# TASK DIRECTIONS
In the interview below about the game Trespasser, since what year has the speaker been doing physics for computer games?

## Start PASSAGE PROVIDED

We have this warehouse sequence where you are trying to get up on this scaffolding, and the animals are thrashing around, crates are flying everywhere and breaking apart, there is this giant, clamoring noise, and the animals are screaming at you and trying to shake the scaffolding apart. At the same time, you are trying to knock oil barrels down to kill them, and the barrels are bouncing off their backs, and the animals are hitting the ground and scram-bling to get back up. That is just how it goes in Trespasser, and that comes for free. It comes as a result of all the work at the beginning getting the physics right.

So we should feel things we have never felt before while playing a 3D game?

Exactly! I want it to scare the hell out of you!

But will it remain consistently fun? 

I have to underscore that my goal at the beginning of the project was to make a world that was consistently real enough that it would make for a great game. I am not trying to simulate the world; nothing goes into the game that is not fun. What would be the point? I have been doing physics for computer games since 1993, and have produced a lot of really dull stuff. I have produced a lot of neat stuff as well, but the point is, if it’s not fun, and you are not enjoy-ing it, and it is not working as a game — independent of whether or not it is a perfect simula-tion — then I don’t want it. So the razor of Trespasser is, “Is this fun?”

How fundamental are the physics to this being a new experience?

The simulation engine, which includes the renderer, the physics, the sound, the triggering system, and the dinosaur AI, all stand on top of one another and produce a consistent world. If the world is consistent, and you believe in it, then, when you are attacked by a pack of Raptors, it’s going to scare you because it’s a real threat. You see the T-Rex move stuff that is immovable to you, and that’s a really big deal. If the T-Rex is chasing you, and he knocks over a mobile home to get to you, that’s incredible. You are running for your life.

How integral are the physics to the animation?

The animation is all physics-based, so the animals can handle any situation on any terrain. There is a skeleton underneath, and there are muscles stretched between the bones, and the muscles fire according to a locomotion AI. That makes them walk, run, jump, turn, bal-ance, and do all kinds of things. Also, the joints define various skin frames that are used to wrap the bump map’s surface over the dinosaur. The AI system gives high-level commands to the skeleton, and that’s how the game works. The AI system will say, “Bellow!” or, “Bite here!” or, “I need to put you over here with your head looking in this direction,” and the phys-ics says, “All right!” and does its best. If it tells a dinosaur to put its head inside a tree, the animal will run up to the tree and break its neck against the trunk.

What are some of the things we can expect to see the dinosaurs doing, or what kind of behavior is being fused into the dinosaurs?

That’s a very good question. [Pauses] The point is not to beat you at chess, or to have the best path finding so players will say, “Look! The creature found his way around that crate.” After all, dinosaurs are kind of stupid, although Raptors are reasonably smart. The goal of our AI engine is to make believable animals that look as though they are hanging out in their environment, and you are trespassing. The animals are just going about their lives! They have lots of behaviors like eating, drinking, stalking, and things they are going to be doing to you and the other dinosaurs. You are only going to get in trouble if you can’t find your way around them.

## End PASSAGE PROVIDED
## Start ROWS

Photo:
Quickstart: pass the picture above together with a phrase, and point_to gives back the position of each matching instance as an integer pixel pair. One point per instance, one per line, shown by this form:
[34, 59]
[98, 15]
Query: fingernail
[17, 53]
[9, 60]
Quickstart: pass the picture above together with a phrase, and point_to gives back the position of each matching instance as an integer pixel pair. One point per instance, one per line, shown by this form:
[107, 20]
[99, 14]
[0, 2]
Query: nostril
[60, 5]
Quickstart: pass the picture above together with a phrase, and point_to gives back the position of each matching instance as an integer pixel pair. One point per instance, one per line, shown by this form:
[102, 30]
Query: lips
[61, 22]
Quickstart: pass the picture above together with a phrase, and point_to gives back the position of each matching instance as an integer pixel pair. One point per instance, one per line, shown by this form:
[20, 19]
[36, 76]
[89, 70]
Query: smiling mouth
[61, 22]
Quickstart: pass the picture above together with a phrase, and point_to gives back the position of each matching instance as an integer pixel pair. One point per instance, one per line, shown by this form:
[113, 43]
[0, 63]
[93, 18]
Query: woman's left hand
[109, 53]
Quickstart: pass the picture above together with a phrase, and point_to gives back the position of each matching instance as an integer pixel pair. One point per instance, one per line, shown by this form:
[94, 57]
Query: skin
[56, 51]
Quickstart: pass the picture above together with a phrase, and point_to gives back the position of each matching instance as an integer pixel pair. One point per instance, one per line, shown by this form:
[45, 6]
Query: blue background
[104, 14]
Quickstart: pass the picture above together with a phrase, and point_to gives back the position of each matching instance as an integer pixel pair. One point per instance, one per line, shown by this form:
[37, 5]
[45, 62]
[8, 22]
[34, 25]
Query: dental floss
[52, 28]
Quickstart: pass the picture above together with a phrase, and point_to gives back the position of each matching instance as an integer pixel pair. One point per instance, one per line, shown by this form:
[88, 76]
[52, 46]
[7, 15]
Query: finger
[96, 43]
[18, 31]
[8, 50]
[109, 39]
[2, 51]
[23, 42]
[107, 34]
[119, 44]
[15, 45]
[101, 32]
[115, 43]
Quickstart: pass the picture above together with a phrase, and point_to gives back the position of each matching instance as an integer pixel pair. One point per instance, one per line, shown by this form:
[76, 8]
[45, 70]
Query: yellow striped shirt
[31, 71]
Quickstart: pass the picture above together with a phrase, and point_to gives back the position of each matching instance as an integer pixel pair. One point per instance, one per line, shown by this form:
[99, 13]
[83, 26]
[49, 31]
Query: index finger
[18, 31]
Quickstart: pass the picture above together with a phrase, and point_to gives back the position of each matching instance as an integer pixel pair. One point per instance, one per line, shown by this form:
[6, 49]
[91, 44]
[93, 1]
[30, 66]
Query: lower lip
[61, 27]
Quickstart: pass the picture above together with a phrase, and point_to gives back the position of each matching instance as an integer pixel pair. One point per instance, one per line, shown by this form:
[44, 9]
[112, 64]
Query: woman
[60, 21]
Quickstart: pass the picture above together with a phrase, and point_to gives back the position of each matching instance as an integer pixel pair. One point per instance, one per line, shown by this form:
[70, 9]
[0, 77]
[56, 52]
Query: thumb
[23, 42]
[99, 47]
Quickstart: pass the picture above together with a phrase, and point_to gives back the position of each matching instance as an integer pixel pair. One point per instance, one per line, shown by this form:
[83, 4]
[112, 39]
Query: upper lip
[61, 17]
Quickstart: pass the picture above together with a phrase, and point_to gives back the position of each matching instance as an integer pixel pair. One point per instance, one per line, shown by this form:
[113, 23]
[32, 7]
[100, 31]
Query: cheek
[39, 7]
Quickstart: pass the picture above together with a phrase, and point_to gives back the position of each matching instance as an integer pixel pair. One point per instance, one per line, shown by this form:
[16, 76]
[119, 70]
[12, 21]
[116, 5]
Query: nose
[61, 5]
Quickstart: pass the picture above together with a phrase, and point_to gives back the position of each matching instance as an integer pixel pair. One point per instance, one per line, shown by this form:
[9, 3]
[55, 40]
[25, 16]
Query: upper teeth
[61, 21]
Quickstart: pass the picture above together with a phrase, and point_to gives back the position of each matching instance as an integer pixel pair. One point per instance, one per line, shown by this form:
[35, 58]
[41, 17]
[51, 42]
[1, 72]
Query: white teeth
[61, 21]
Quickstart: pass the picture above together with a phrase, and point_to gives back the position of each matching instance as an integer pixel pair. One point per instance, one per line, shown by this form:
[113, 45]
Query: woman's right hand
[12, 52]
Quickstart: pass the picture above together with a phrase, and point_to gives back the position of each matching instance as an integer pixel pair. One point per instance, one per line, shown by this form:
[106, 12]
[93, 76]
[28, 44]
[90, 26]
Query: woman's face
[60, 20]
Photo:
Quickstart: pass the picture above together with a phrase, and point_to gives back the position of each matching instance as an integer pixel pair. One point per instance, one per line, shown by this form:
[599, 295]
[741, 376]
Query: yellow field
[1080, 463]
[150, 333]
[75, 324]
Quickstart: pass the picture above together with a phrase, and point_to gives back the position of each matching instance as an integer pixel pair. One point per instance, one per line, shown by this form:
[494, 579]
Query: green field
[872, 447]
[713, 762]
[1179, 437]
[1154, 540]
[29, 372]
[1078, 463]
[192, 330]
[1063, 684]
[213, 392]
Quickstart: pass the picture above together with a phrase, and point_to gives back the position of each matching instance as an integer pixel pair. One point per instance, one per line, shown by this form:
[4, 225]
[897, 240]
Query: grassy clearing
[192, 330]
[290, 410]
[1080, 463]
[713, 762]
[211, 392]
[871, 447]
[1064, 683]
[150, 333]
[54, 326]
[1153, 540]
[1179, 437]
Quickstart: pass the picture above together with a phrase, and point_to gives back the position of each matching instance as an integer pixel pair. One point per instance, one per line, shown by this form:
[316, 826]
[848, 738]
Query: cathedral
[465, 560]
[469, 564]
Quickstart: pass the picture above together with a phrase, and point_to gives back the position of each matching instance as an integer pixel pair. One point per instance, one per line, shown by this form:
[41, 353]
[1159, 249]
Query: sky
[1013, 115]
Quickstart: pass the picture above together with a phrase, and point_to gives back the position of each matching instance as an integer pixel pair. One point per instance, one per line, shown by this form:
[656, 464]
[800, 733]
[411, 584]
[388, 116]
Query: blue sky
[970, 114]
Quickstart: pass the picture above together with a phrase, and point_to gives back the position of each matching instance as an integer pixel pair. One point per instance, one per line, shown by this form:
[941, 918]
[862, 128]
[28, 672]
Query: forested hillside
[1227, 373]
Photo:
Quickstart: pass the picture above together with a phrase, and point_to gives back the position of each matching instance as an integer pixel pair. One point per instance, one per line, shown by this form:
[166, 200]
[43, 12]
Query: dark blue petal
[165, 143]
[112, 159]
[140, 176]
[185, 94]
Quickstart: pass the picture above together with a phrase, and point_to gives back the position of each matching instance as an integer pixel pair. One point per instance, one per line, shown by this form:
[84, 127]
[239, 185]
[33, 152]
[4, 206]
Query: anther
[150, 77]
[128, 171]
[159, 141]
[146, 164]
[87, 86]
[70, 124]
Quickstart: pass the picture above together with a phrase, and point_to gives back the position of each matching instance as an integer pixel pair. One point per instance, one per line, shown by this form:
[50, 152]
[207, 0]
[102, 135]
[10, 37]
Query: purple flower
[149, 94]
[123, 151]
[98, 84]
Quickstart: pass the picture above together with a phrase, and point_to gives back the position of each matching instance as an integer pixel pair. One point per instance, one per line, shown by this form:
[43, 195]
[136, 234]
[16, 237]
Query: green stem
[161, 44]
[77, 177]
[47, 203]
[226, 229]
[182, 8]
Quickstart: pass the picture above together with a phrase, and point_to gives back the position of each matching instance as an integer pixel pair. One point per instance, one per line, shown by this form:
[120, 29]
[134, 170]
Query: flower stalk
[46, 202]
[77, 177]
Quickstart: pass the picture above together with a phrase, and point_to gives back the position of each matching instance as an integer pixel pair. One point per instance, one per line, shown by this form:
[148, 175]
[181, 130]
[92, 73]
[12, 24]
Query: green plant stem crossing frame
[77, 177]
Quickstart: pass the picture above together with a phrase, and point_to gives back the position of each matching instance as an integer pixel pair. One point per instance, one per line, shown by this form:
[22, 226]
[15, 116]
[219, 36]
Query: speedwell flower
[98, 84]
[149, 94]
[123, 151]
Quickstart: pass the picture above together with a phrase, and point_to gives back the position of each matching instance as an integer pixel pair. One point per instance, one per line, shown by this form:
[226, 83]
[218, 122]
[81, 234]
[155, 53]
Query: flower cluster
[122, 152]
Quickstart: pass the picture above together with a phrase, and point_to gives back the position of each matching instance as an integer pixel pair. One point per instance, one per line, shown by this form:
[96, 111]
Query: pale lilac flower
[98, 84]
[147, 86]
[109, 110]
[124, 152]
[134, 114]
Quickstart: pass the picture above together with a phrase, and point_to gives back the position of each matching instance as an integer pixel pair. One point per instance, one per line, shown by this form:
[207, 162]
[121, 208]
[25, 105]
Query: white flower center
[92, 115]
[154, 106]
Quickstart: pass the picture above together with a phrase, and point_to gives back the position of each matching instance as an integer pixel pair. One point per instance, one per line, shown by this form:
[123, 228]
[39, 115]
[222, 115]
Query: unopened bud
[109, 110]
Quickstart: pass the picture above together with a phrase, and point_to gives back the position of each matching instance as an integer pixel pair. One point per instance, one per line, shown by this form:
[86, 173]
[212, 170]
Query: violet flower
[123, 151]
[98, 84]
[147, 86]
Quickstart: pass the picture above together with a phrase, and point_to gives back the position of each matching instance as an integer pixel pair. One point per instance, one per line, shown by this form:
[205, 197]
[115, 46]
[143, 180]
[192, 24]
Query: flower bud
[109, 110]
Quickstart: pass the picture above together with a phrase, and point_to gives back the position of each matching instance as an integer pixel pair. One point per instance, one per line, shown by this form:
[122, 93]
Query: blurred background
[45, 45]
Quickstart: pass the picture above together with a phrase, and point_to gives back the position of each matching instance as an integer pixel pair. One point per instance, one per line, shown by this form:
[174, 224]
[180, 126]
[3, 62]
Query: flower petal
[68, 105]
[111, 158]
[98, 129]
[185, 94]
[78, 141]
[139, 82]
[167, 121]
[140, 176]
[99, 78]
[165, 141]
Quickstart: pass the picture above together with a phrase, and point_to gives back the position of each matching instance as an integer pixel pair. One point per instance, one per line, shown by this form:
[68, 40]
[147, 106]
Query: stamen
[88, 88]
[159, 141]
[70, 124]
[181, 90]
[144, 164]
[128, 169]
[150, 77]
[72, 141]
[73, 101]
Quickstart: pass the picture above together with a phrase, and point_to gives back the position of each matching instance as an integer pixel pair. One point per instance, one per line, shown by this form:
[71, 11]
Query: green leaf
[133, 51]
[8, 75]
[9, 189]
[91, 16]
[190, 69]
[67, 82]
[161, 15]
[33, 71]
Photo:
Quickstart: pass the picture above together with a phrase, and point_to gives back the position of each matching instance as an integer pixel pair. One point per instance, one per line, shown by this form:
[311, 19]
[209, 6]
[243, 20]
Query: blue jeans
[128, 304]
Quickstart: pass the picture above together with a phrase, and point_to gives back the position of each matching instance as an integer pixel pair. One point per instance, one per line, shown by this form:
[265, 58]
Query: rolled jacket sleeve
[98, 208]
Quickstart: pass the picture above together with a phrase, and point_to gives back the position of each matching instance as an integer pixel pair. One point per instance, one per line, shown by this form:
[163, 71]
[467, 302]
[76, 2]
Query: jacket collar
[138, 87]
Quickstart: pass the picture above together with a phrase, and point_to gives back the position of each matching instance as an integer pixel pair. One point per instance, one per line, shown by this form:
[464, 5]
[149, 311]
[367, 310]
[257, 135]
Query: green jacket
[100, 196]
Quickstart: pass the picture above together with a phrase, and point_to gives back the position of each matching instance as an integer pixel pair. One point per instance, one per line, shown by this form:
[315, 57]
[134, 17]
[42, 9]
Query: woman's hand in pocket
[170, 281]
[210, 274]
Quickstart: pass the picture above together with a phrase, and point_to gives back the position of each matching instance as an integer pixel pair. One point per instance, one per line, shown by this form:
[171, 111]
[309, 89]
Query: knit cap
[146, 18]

## End ROWS

# COMPLETE RESPONSE
Since 1993.